Stated goal 1: In the Newport Tower discussion below, rewrite the paragraph beginning "The Newport Tower has so much" more briefly, keeping its main points.
Stated goal 2: Write the next part of the Newport Tower discussion below, picking up after its final sentence.

Passage provided:
########################################

Chesterton Windmill indicates that it is theory that these structures may be related, while this article claims that they are related. Desertsky85451 22:31, 23 August 2006 (UTC)

The Newport Tower has so much hoogly-googly surrounding its origins, it's no wonder it's considered "a theory" on this page. It would be nice if we could get a solid source for both pages stating absolutely that the Newport Tower is a copy of the Windmill, but I have no idea where I might even begin to find one.--TurabianNights 01:59, 24 August 2006 (UTC)
I have modifed the page to make it clear that the link to the Newport tower is contested. The Norse theory seems to me very unlikely. Why would a small group of traders or explorers spend the time and effort to build an indefensible stone building they were unlikely to ever visit again? David J James 6 September 2006.

[edit] Verrazzano, Mercator etc etc


I can't find any primary source evidence that Verrazzano said anything at all about a "Norman Villa" in his written reports of his voyages.

########################################

Source data:
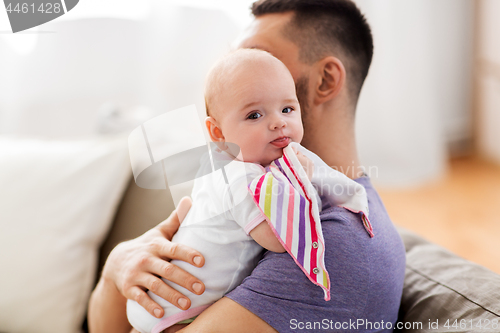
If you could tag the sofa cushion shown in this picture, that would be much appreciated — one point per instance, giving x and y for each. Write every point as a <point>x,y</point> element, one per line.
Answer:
<point>446,293</point>
<point>57,201</point>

########################################

Final result 1: The Newport Tower's origins are so murky that it is no surprise this page calls the link a theory. A solid source for both pages stating outright that the tower copies the Windmill would be welcome, but the writer has no idea where to look for one.

Final result 2:
To describe a map by Mercator as "pre-Columbus" is nonsense as Mercator was born 20 years after Columbus' 1492 voyage.

Someone really needs to get a grip of the silly speculation and poor-quality sources cited in this article.

Ghughesarch 16:54, 14 December 2006 (UTC)


[edit] recent edits

Questions have been posed about the Colonial theory. Rather than add answers to the main page, which is poor in wiki format terms, I will attempt to answer them below, and hope the person who posed them might consider re-editing their contribution:

  1. Why would 17th century colonials choose to build a windmill of stone? The required excavation and cartage of one million pounds of stone up the hill would have made it far more costly than a traditional 17th century wooden mill, and yet not as able to withstand the stresses.
    a. That rather depends where the stone was quarried (presumably close at hand), and (by contrast) how much suitable-sized timber was readily available. As for not being able to withstand the stresses, there are no surviving 17th century wooden windmills anywhere in North America, whereas the survival of the tower of the Newport mill suggests the stone tower mill was more, not less, durable.
  2. Why would 17th century colonials build a windmill in an architectural style foreign to their sensibilities? And with no other examples anywhere in America? What master mason did this and nothing else?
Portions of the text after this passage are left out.